SET EXERCISE ::
Which lines in the listing below contain the word "cross"? Show each of them in full, treating uppercase and lowercase as different.

SUPPLIED RECORDS ::
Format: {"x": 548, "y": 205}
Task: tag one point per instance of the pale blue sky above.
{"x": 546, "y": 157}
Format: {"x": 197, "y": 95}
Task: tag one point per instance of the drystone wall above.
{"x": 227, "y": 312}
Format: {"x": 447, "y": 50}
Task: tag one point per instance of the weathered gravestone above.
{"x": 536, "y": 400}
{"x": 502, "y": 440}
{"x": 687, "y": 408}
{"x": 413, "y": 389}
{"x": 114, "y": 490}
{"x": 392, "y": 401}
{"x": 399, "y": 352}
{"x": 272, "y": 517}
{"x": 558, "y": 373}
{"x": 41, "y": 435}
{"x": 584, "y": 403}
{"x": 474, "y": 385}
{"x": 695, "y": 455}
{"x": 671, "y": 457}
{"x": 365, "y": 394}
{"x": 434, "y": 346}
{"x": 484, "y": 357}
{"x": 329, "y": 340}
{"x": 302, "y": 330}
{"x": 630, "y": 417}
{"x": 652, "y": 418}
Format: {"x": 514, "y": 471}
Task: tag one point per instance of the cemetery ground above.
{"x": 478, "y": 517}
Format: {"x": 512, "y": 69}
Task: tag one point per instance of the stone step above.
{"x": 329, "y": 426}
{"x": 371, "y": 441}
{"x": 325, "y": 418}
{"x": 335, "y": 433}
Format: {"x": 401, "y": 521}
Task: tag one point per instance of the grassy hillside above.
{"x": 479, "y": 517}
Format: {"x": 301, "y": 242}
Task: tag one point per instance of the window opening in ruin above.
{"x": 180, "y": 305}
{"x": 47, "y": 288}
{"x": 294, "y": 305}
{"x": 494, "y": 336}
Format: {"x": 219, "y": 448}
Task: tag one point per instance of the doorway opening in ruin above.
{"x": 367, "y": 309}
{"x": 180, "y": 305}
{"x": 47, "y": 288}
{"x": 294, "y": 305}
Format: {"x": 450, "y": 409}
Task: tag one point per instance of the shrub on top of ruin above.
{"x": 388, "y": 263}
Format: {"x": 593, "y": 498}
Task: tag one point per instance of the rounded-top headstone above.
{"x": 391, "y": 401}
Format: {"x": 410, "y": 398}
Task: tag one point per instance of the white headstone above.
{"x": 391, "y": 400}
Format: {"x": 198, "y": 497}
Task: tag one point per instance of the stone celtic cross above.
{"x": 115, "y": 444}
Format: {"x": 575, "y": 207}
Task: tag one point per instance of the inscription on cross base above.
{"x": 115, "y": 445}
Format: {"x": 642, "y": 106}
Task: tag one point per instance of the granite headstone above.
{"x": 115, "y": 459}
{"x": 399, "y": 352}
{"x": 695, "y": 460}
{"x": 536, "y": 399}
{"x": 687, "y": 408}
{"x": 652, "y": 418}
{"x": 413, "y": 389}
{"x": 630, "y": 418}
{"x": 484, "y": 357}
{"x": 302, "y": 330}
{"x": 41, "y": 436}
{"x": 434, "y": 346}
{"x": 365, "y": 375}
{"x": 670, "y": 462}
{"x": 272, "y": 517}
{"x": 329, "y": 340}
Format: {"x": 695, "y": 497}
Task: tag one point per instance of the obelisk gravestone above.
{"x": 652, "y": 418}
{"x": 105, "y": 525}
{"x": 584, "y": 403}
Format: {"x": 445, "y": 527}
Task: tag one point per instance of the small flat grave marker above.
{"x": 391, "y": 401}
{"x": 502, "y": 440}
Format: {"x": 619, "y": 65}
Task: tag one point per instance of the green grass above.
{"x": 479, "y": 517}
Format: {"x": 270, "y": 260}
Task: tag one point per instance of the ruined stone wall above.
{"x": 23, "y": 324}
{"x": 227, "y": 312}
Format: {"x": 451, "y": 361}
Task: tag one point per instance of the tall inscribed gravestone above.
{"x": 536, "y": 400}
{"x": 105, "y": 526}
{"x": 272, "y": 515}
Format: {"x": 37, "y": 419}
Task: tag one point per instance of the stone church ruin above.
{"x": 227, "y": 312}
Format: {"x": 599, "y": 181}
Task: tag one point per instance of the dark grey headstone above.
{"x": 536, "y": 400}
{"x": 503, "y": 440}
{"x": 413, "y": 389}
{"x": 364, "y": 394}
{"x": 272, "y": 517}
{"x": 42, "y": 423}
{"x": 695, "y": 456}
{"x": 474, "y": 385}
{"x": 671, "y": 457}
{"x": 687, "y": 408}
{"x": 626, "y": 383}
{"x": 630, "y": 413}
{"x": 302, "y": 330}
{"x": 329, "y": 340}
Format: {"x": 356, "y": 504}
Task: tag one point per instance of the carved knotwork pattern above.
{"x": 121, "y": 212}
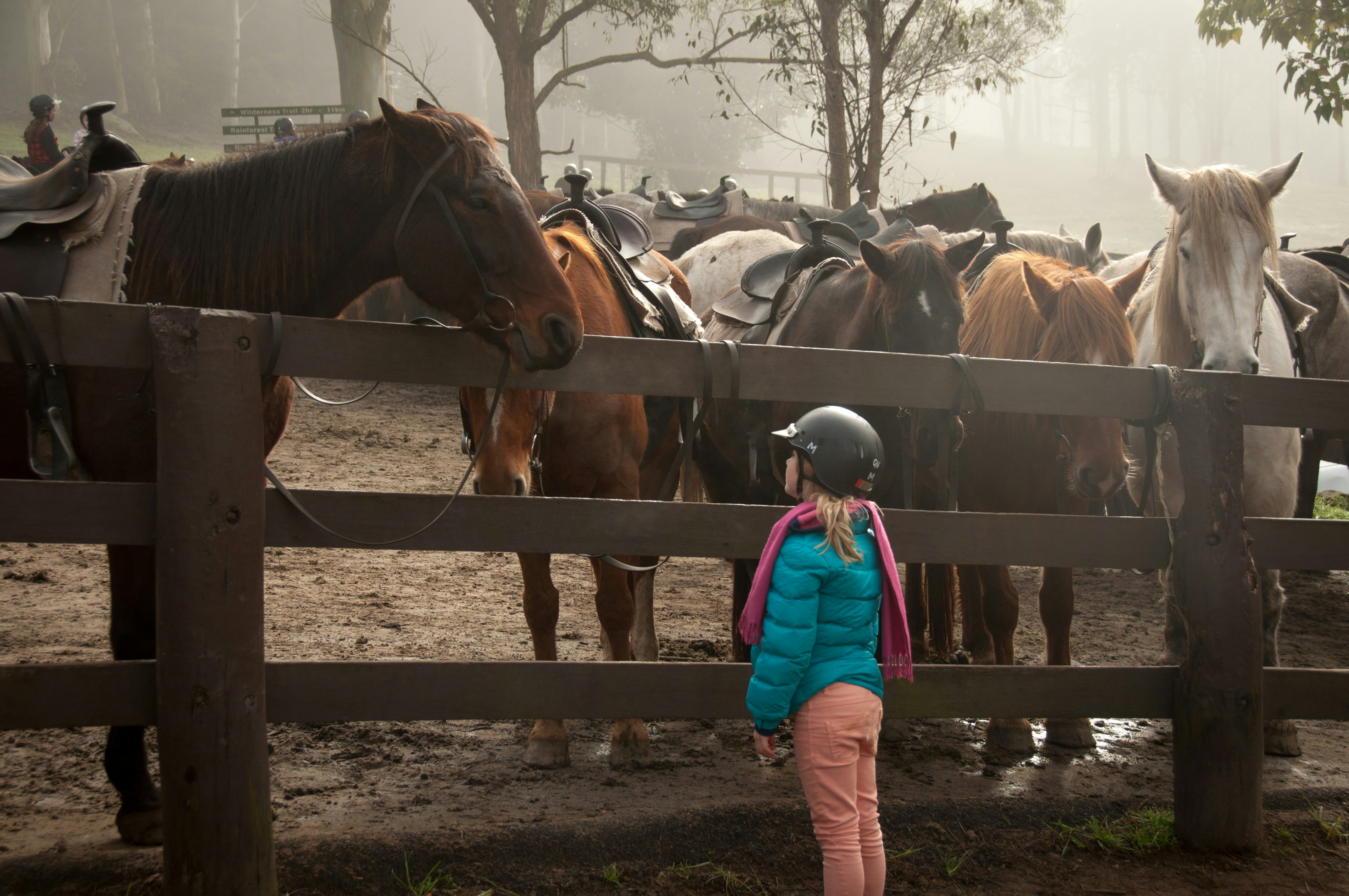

CORRECT OUTPUT ::
Task: tag one point per instance of the stone celtic cross above.
Task: tag one point per instance of the inscription on cross base above.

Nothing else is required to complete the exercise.